Page:
==============================
1 - "... le pauvre n’est pas objet de charité, mais sujet de combat commun."


 -
C'est donc votre mère qui vous emmène régulièrement à l'église, qui vous transmet cette attention à la pauvreté, aux pauvres, et aux Marocains. Mais comment êtes-vous passé de la charité chrétienne à un début de conscience politique?

C'est qu'on m'a bien enseigné le souci des autres!

 - Vous auriez pu en rester à la charité.

Oui, tout à fait. Mais ce n'était pas du tout ce qu'on m'a enseigné. On ne m'a pas enseigné que les pauvres seraient des pauvres pour toujours et qu'ils étaient là pour nous permettre de gagner notre salut en leur faisant la charité! Non, on gagnait son salut en luttant avec le pauvre, en étant avec lui contre l'égoïsme, en étant en empathie. Mais là, je parle d'une époque... j’avais moins de dix ans, je n’étais pas encore très construit.
Comment mieux vous l’expliquer? Quand j’habitais rue Molière à Tanger, il y avait un pauvre aveugle qui mendiait en bas de mon appartement et il suppliait en espagnol “Da me limona por dios”, et moi, depuis le balcon, je devais avoir 5, 6 ans, je suppliais avec lui “Limona por dios”!!! Ce n’était pas “j’ai honte de te voir dans cet état”, non c’était plutôt “je suis avec toi”. Ce n’est pas l’attitude des dominants qui font la charité pour se contempler eux-mêmes, ou, comme chante Brel, qui vont à la messe pour voir si les pauvres portent les chaussettes qu’ils leur ont tricotées. Ce n’était pas du tout cet état d’esprit-là. C’était plutôt de la compassion active. En jargon actuel je dirais : le pauvre n’est pas objet de charité, mais sujet de combat commun.

 - Une forme de camaraderie?

Je ne peux pas me rendre compte, c’est trop loin. Mais c’était bien plus de l’identification aux pauvres... C’est précisément parce que nous sommes semblables que sa souffrance était insupportable! Et non parce qu’il était là pour souffrir et mettre à l’épreuve ma charité.
==============================
Matériel fourni:
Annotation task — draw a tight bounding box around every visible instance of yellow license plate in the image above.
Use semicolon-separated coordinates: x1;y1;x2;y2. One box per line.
==============================
Exercices à résoudre:
A - Relevez toutes les paroles placées entre guillemets dans le paragraphe de l'entretien sur la charité qui évoque la rue Molière.
B - Reprenez l'entretien sur la charité là où il s'arrête et poursuivez-le.

Réponses aux exercices:
A -
“Da me limona por dios”
“Limona por dios”
“j’ai honte de te voir dans cet état”
“je suis avec toi”

B -
Je me souviens quand, des années plus tard, après avoir été ministre de l’Enseignement professionnel dans le gouvernement de Lionel Jospin, j’étais allé  au rassemblement du forum social mondial à Porto Alegre au Brésil. La séance d’ouverture dans un grand gymnase rempli d’enseignants brésiliens était consacrée à l’éducation. Ça commence par un hommage à Pierre Bourdieu. L’ambiance était créée. Puis débute le meeting. Le ministre de l’Enseignement supérieur brésilien était membre du parti de Lula. Il commence un véritable prêche. Il explique : “Nous allons réformer toute la politique de l’université et voilà comment nous allons le faire : regardons l’université avec l’œil d’un pauvre.” Et il commence à développer son plan à partir des tribulations du pauvre qui se demande comment envoyer son gamin à l’université. Une analyse fulgurante pour moi. Je me suis dit, je connais ce discours! J’entendais un écho... de ce qui m’avait été enseigné dans mon enfance. Mais cet homme en faisait une méthode concrète de gouvernement, et c’était formidable.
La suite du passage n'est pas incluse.